Daoud Boughezala. Kostas Papaïoannou (1925-1981) est surtout connu pour son essai L’idéologie froide. Dans cette charge contre le marxisme-léninisme sortie en 1967, le philosophe grec démontait la pétrification théorique à l’œuvre dans les « démocraties populaires ». En quoi a-t-il rénové la critique du socialisme scientifique?

François Bordes. En montrant que ce prétendu socialisme n’avait rien de « scientifique » et qu’il n’était même pas « socialiste ». Le philosophe grec est en cela proche de George Orwell mais plus encore de Czeslaw Milosz, de Milovan Djilas, ou de ce penseur toujours sous-estimé en France, Leszek Kolakowski (L’Idéologie froide s’achève par une citation d’un texte essentiel du philosophe polonais paru dans Les Temps modernes). Avec les armes de la critique et une érudition brillante, Kostas Papaïoannou a contribué à désensorceler Marx en l’arrachant à la rhétorique mortifère de la langue de bois stalinienne. Son « retour à Marx » est avant tout un retour aux textes, une contextualisation et une critique de l’idole. Mais c’est aussi un retour à l’esprit critique implacable de Marx, ce pourfendeur acharné des rhéteurs et des brille-babils de tout poil. L’analyse que fait Papaïoannou de la critique de l’idéologie chez Marx est particulièrement éclairante.

L’Idéologie froide est le titre qui « fit mouche » chez les intellectuels mais l’influence réelle de Papaïoannou est plus profonde et plus discrète. En 1965, il publie une anthologie de textes sur Marx et le marxisme (republiée sous le titre Les Marxistes, Gallimard, 2001) qui offrait au public français, pour la première fois, un outil complet pour comprendre Marx, connaître le marxisme dans ses développements théoriques et son destin historique. Publié en livre de poche dans une collection pour le « grand public cultivé », les étudiants, les professeurs, les citoyens, ce livre a permis à de nombreux lecteurs de se faire une idée d’ensemble de la théorie et de l’histoire du marxisme. En cela, le philosophe grec était un parfait héritier des Lumières !

Comme Kostas Axelos et Cornelius Castoriadis, Papaïoannou est arrivé en France en 1945 après avoir quitté la Grèce en embarquant sur le navire Mataroa. Rétrospectivement, en quoi cette traversée revêt une importance quasi-mythique pour la diaspora grecque ?

+++

CONSIGNE 1
Reproduisez fidèlement le passage de l'extrait qui s'ouvre sur les mots contenant « L’Idéologie froide est » et se clôt sur « héritier des Lumières ! ».

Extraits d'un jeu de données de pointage
+++

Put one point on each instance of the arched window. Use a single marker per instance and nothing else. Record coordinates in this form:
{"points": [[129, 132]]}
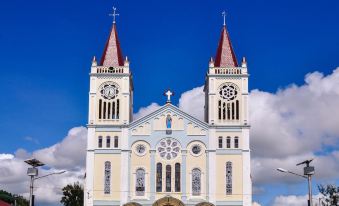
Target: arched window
{"points": [[107, 186], [108, 142], [168, 122], [177, 177], [168, 178], [228, 142], [196, 182], [159, 177], [100, 108], [140, 182], [220, 142], [100, 141], [116, 142], [236, 142], [228, 178]]}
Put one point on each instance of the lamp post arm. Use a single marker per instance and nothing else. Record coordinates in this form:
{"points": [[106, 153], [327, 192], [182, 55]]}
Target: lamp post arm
{"points": [[54, 173], [297, 174]]}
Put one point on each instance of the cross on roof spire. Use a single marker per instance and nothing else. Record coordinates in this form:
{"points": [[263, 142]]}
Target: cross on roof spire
{"points": [[168, 94], [114, 14], [224, 15]]}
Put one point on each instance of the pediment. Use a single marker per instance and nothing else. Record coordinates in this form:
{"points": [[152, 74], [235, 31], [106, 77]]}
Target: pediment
{"points": [[180, 121]]}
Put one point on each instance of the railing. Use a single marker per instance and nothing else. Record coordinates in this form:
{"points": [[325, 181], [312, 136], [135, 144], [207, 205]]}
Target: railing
{"points": [[109, 70], [228, 71]]}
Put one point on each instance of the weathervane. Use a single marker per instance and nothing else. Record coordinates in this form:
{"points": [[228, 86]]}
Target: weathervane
{"points": [[114, 14], [224, 15], [168, 93]]}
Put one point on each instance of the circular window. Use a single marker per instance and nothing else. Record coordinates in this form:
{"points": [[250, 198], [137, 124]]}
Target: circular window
{"points": [[109, 90], [168, 148], [140, 149], [228, 91], [196, 149]]}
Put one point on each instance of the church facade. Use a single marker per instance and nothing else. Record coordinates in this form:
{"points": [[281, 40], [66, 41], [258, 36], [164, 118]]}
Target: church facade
{"points": [[168, 157]]}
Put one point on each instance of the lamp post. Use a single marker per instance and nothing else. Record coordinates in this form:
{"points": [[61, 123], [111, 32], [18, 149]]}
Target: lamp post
{"points": [[33, 173], [308, 172]]}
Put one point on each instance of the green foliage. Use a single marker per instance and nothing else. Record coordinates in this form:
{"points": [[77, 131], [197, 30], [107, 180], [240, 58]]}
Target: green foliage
{"points": [[331, 192], [73, 195], [11, 198]]}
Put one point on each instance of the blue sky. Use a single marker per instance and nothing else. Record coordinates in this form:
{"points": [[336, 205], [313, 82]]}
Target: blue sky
{"points": [[46, 49]]}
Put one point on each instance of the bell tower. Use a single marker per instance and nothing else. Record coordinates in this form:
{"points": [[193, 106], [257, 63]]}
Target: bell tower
{"points": [[111, 86], [226, 86], [226, 112]]}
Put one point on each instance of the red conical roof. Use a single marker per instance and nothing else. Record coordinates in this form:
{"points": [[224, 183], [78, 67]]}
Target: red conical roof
{"points": [[225, 56], [112, 55]]}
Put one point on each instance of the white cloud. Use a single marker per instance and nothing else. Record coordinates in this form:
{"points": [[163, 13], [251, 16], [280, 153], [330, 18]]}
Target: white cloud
{"points": [[193, 101], [143, 111], [293, 200]]}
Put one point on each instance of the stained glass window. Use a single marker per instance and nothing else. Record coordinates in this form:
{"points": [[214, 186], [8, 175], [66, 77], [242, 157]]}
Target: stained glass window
{"points": [[107, 186], [177, 177], [168, 178], [196, 181], [140, 182], [228, 178], [159, 177]]}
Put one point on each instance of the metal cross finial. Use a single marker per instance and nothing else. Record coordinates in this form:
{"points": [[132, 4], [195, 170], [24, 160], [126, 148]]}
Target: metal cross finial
{"points": [[114, 14], [224, 15], [168, 94]]}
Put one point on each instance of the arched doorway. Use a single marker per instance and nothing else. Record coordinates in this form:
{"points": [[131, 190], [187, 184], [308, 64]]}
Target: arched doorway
{"points": [[168, 201]]}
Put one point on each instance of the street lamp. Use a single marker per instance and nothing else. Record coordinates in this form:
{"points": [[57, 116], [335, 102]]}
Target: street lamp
{"points": [[308, 172], [33, 173]]}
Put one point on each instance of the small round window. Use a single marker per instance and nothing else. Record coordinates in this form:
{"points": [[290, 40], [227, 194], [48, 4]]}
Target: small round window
{"points": [[140, 149], [196, 149]]}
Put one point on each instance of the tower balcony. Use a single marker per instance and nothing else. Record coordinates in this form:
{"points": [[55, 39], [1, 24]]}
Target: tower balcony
{"points": [[228, 71], [110, 70]]}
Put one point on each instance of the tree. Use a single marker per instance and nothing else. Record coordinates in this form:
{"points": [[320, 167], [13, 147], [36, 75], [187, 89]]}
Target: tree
{"points": [[12, 198], [331, 192], [73, 195]]}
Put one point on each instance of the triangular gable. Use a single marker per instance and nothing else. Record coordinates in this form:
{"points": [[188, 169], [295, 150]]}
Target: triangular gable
{"points": [[168, 108]]}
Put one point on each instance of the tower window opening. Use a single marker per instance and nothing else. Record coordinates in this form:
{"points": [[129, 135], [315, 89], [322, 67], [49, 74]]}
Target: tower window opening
{"points": [[220, 142], [228, 142]]}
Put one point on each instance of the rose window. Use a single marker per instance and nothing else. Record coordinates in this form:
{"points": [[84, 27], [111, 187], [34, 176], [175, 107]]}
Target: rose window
{"points": [[109, 90], [168, 148], [228, 92]]}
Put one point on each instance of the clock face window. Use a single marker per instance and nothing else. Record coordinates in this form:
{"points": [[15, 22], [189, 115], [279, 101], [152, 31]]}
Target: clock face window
{"points": [[228, 92], [109, 91], [140, 149]]}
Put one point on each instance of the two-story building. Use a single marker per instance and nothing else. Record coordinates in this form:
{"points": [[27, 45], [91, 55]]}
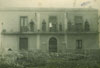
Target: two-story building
{"points": [[49, 29]]}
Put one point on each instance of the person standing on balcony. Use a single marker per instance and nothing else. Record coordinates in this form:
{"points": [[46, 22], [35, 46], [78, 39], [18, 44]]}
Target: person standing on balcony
{"points": [[32, 26]]}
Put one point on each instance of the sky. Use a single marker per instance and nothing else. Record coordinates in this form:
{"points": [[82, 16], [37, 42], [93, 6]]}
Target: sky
{"points": [[50, 3]]}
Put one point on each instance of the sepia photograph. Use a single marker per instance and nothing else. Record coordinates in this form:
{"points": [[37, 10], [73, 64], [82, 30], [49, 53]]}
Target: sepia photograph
{"points": [[49, 34]]}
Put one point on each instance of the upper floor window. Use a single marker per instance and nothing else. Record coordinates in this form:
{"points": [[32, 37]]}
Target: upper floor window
{"points": [[78, 23], [87, 27], [69, 25], [23, 23], [60, 27], [53, 23], [31, 25], [44, 25], [79, 44]]}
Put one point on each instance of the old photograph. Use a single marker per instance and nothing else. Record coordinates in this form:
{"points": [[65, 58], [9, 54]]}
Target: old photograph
{"points": [[49, 34]]}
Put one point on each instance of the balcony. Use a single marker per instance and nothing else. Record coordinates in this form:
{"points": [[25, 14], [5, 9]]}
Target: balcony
{"points": [[49, 33]]}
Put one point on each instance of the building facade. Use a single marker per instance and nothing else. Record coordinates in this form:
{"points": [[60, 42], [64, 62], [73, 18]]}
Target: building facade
{"points": [[49, 30]]}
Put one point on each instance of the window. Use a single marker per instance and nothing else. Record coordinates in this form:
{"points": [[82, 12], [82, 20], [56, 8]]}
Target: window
{"points": [[23, 23], [60, 27], [78, 23], [87, 27], [23, 43], [53, 45], [69, 25], [32, 26], [53, 23], [79, 44], [43, 25]]}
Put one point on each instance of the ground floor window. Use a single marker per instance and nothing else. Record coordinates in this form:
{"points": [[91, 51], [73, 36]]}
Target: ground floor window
{"points": [[52, 44], [79, 44], [23, 43]]}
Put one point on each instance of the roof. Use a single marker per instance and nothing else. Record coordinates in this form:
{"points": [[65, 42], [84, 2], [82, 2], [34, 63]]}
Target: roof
{"points": [[47, 9]]}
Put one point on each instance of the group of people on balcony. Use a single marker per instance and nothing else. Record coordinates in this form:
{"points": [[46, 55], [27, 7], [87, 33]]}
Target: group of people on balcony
{"points": [[53, 27]]}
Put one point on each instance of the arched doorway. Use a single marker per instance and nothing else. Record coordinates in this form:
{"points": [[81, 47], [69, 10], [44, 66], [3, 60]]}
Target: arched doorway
{"points": [[53, 45]]}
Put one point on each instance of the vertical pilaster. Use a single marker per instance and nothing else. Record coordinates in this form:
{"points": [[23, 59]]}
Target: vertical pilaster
{"points": [[38, 28], [65, 25]]}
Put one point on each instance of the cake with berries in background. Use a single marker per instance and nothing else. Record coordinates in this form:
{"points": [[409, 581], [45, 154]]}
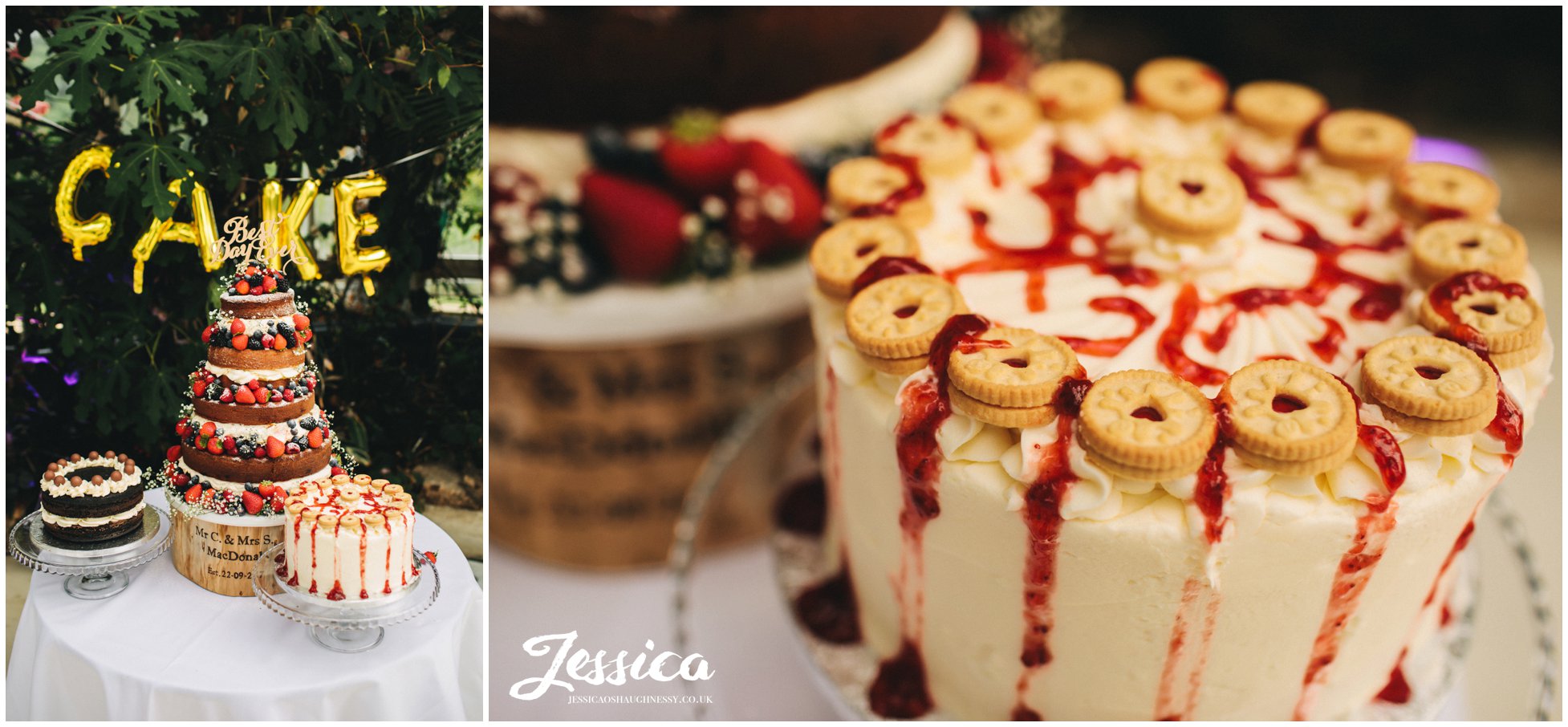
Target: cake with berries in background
{"points": [[91, 498], [649, 218], [348, 538], [253, 427], [1178, 406]]}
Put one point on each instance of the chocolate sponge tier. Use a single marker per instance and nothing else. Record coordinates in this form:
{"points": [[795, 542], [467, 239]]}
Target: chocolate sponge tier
{"points": [[571, 67], [107, 531]]}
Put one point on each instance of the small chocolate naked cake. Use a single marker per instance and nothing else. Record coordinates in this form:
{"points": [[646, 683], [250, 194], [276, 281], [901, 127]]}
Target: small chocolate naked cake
{"points": [[90, 498]]}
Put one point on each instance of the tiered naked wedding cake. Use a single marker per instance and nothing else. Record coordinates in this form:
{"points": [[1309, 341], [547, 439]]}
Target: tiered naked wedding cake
{"points": [[251, 433]]}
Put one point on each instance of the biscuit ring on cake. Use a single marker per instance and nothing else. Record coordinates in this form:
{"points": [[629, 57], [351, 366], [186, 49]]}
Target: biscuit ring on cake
{"points": [[1366, 141], [1278, 108], [1022, 372], [1424, 376], [1433, 189], [1181, 87], [851, 246], [1076, 90], [1451, 246], [1291, 414], [1014, 417], [1191, 198], [1512, 327], [943, 148], [1147, 425], [869, 182], [1002, 116], [899, 317]]}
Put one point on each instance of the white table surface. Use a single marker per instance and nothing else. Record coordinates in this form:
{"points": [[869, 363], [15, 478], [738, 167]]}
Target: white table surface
{"points": [[169, 649]]}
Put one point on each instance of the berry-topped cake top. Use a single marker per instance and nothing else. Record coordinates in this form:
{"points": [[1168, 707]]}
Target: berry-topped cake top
{"points": [[253, 278]]}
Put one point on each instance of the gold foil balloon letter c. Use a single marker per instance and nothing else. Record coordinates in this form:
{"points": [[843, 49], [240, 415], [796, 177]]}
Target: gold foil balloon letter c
{"points": [[289, 242], [350, 228], [201, 231], [75, 231]]}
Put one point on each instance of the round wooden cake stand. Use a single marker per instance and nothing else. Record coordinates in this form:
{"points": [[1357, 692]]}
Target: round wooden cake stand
{"points": [[343, 626], [93, 569]]}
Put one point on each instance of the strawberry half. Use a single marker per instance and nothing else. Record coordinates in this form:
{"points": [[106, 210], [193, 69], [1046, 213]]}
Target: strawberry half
{"points": [[637, 223], [777, 207], [697, 157]]}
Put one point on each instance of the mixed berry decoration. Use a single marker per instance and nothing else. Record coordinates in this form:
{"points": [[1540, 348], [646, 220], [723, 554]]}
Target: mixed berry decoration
{"points": [[256, 278], [305, 433], [695, 202], [212, 388], [274, 334]]}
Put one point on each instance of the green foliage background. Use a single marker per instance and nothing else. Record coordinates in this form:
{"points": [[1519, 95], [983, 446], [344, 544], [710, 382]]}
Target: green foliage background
{"points": [[236, 96]]}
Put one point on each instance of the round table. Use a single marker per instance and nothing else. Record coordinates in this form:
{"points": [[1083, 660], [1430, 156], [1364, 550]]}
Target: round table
{"points": [[167, 649]]}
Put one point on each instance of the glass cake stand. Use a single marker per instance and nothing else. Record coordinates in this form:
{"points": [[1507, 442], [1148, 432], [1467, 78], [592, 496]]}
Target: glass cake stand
{"points": [[93, 569], [343, 626], [843, 672]]}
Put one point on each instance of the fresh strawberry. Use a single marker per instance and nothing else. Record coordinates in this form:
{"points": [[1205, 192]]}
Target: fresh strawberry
{"points": [[697, 157], [637, 223], [777, 207]]}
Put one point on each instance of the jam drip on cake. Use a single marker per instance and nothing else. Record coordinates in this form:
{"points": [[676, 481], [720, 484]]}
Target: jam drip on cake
{"points": [[1043, 518], [900, 690], [1359, 563], [1211, 491]]}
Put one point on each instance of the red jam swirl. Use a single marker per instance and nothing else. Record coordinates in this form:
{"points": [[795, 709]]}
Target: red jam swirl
{"points": [[900, 690]]}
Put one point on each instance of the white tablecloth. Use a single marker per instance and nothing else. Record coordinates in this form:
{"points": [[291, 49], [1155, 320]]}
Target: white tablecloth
{"points": [[167, 649]]}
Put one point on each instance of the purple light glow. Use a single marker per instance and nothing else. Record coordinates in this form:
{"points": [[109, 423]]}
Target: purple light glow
{"points": [[1452, 152]]}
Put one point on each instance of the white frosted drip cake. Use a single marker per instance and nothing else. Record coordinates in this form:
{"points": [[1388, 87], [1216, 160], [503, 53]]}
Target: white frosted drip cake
{"points": [[1168, 409], [348, 538]]}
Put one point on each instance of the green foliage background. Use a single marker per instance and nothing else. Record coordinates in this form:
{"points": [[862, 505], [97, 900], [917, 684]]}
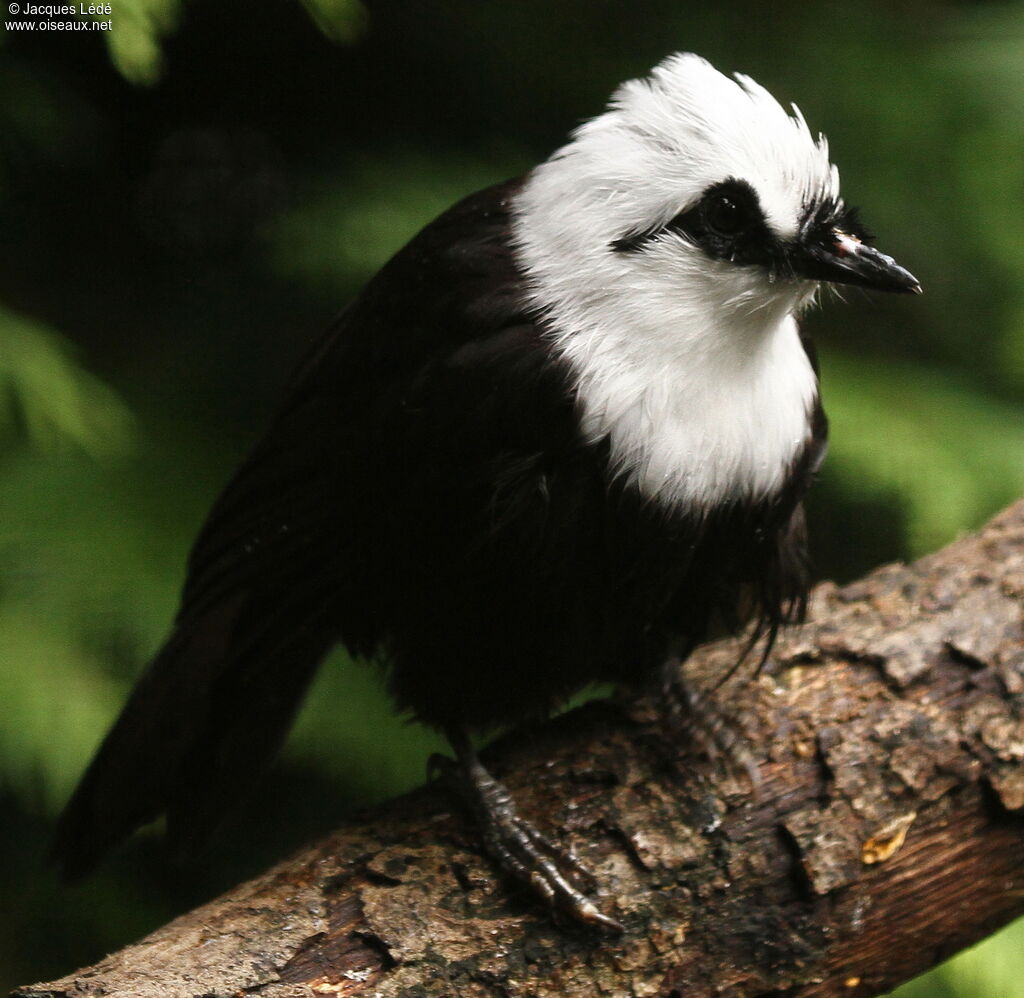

+++

CONSIGNE 2
Renvoyez chaque ligne des enregistrements où figure le mot « railing ».

RÉPONSE COMPLÈTE 1
L’Idéologie froide est le titre qui « fit mouche » chez les intellectuels mais l’influence réelle de Papaïoannou est plus profonde et plus discrète. En 1965, il publie une anthologie de textes sur Marx et le marxisme (republiée sous le titre Les Marxistes, Gallimard, 2001) qui offrait au public français, pour la première fois, un outil complet pour comprendre Marx, connaître le marxisme dans ses développements théoriques et son destin historique. Publié en livre de poche dans une collection pour le « grand public cultivé », les étudiants, les professeurs, les citoyens, ce livre a permis à de nombreux lecteurs de se faire une idée d’ensemble de la théorie et de l’histoire du marxisme. En cela, le philosophe grec était un parfait héritier des Lumières !

RÉPONSE COMPLÈTE 2
Put one point on each instance of the railing. Use a single marker per instance and nothing else. Record coordinates in this form:
Target: railing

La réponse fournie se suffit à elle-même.